● Stated exercise
Turn everything from the line containing "According to the metadata, the wooden cabinet" down to the end of the records below into a numbered list, leaving out any blank lines.

● Extracted information
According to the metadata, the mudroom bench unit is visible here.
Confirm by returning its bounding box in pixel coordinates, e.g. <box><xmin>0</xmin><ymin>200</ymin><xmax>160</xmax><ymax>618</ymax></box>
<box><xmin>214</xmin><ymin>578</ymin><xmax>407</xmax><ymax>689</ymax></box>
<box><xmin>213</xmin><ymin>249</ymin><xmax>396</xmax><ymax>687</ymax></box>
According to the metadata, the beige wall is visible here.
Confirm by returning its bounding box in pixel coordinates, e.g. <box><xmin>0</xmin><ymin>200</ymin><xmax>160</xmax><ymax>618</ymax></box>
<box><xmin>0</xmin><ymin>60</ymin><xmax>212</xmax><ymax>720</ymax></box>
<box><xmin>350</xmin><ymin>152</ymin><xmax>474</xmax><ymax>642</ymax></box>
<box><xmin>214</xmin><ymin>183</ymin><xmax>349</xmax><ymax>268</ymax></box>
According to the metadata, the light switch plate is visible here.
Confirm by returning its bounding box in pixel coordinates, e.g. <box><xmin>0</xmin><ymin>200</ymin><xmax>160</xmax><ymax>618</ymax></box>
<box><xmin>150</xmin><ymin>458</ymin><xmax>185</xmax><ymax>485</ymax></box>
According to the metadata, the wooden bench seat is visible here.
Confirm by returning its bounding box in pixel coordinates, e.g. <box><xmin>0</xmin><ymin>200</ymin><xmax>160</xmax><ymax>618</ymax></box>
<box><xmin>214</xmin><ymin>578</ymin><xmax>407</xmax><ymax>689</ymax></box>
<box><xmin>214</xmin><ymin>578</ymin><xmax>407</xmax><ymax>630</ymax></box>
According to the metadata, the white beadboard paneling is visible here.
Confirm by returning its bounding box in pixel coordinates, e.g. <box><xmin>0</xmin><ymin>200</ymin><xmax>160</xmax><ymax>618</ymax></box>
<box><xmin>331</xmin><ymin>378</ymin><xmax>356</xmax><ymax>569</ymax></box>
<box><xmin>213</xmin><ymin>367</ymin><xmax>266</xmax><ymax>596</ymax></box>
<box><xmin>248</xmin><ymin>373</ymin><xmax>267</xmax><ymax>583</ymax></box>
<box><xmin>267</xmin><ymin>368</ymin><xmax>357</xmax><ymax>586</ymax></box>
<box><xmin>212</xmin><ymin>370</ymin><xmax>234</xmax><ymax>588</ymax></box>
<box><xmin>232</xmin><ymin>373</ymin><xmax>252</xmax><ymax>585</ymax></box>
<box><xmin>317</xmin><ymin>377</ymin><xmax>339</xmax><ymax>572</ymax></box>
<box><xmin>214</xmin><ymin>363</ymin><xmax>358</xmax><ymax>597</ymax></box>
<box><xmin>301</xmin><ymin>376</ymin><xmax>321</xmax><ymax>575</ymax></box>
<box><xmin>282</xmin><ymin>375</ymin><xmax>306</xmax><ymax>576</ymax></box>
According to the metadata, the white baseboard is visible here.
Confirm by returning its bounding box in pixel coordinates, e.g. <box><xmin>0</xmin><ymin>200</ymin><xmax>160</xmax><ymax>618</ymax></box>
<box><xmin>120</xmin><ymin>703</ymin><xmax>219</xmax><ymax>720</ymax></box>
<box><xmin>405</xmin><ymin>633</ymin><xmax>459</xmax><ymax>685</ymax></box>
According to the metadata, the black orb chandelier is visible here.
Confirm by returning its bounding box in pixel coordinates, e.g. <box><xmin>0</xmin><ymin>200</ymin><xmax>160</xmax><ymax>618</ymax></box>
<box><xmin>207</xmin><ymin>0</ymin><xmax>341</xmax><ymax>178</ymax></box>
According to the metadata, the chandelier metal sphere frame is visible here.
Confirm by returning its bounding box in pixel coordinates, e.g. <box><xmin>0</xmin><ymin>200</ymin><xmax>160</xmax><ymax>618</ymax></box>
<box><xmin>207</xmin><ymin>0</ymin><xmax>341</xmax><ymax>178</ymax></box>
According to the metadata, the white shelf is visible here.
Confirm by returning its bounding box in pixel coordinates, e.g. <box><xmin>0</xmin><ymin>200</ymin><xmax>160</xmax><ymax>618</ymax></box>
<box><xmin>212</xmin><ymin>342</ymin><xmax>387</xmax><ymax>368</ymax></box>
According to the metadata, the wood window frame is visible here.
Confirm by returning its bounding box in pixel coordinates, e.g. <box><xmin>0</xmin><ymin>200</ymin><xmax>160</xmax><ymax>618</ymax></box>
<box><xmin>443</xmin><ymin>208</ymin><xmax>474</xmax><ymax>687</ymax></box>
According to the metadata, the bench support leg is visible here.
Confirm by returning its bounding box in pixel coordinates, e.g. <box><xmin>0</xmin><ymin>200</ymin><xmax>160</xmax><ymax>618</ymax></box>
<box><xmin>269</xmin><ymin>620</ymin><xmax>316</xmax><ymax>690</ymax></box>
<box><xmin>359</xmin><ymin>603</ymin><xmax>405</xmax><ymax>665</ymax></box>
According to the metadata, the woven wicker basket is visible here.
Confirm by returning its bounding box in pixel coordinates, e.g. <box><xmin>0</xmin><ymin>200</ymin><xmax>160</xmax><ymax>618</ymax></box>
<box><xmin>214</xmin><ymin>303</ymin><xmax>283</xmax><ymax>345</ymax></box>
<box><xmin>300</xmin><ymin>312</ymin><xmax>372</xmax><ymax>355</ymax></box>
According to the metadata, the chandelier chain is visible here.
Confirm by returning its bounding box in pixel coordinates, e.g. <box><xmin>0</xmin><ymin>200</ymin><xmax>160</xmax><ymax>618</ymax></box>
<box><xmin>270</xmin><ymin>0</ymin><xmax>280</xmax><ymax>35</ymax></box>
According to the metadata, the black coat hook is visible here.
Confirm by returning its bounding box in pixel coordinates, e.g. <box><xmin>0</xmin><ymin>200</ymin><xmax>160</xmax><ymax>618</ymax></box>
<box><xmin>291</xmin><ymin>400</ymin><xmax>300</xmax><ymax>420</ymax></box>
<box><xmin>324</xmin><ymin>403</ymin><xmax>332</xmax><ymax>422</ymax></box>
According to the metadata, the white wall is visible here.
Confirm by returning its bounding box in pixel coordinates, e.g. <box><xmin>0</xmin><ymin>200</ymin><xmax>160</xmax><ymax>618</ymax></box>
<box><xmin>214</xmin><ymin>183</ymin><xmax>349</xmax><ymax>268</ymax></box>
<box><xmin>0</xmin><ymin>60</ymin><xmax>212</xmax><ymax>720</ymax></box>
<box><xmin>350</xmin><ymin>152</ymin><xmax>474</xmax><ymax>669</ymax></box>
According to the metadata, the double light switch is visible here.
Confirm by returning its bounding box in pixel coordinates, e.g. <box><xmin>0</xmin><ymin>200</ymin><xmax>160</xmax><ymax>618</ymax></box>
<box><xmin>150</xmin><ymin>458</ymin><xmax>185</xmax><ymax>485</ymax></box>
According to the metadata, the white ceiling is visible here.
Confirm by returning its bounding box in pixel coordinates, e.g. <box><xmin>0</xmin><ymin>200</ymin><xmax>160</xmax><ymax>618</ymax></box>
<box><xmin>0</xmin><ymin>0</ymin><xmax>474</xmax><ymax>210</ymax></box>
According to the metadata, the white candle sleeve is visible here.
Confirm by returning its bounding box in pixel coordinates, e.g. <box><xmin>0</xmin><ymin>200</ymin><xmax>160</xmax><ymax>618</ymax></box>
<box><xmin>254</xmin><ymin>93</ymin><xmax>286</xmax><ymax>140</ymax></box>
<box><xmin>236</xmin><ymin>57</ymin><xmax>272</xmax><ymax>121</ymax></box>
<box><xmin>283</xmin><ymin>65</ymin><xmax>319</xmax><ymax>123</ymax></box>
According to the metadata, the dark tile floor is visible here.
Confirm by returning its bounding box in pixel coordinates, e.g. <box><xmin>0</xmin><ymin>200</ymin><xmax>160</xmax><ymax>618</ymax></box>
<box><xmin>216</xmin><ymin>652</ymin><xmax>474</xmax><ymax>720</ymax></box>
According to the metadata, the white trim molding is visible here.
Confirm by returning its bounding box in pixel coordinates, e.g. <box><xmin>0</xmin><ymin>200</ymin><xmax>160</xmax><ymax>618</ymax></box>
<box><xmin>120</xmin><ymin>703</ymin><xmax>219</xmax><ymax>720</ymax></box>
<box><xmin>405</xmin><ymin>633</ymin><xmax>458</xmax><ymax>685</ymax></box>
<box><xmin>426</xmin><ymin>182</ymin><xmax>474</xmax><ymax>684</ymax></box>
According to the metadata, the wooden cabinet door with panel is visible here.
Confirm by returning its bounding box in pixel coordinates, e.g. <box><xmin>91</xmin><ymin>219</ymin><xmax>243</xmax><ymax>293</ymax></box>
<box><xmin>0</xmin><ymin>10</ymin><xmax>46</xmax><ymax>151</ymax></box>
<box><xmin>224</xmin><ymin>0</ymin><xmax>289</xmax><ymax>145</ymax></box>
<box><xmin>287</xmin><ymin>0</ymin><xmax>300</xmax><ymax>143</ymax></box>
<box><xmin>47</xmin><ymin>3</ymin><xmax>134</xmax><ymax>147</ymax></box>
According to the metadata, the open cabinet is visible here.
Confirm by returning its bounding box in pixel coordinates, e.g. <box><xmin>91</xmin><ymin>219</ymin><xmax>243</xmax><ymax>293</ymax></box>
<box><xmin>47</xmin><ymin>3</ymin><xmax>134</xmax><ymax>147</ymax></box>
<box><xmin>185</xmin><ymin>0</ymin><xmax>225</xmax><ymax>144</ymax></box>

● Written answer
1. According to the metadata, the wooden cabinet door with panel is visible here.
2. Confirm by returning its bounding box in pixel coordinates, e.g. <box><xmin>91</xmin><ymin>219</ymin><xmax>243</xmax><ymax>293</ymax></box>
3. <box><xmin>0</xmin><ymin>10</ymin><xmax>46</xmax><ymax>151</ymax></box>
4. <box><xmin>224</xmin><ymin>0</ymin><xmax>289</xmax><ymax>145</ymax></box>
5. <box><xmin>287</xmin><ymin>0</ymin><xmax>300</xmax><ymax>143</ymax></box>
6. <box><xmin>47</xmin><ymin>3</ymin><xmax>134</xmax><ymax>147</ymax></box>
7. According to the metadata, the open cabinet is visible here.
8. Confirm by returning its bounding box in pixel coordinates, e.g. <box><xmin>91</xmin><ymin>219</ymin><xmax>243</xmax><ymax>293</ymax></box>
9. <box><xmin>47</xmin><ymin>3</ymin><xmax>134</xmax><ymax>147</ymax></box>
10. <box><xmin>185</xmin><ymin>0</ymin><xmax>225</xmax><ymax>144</ymax></box>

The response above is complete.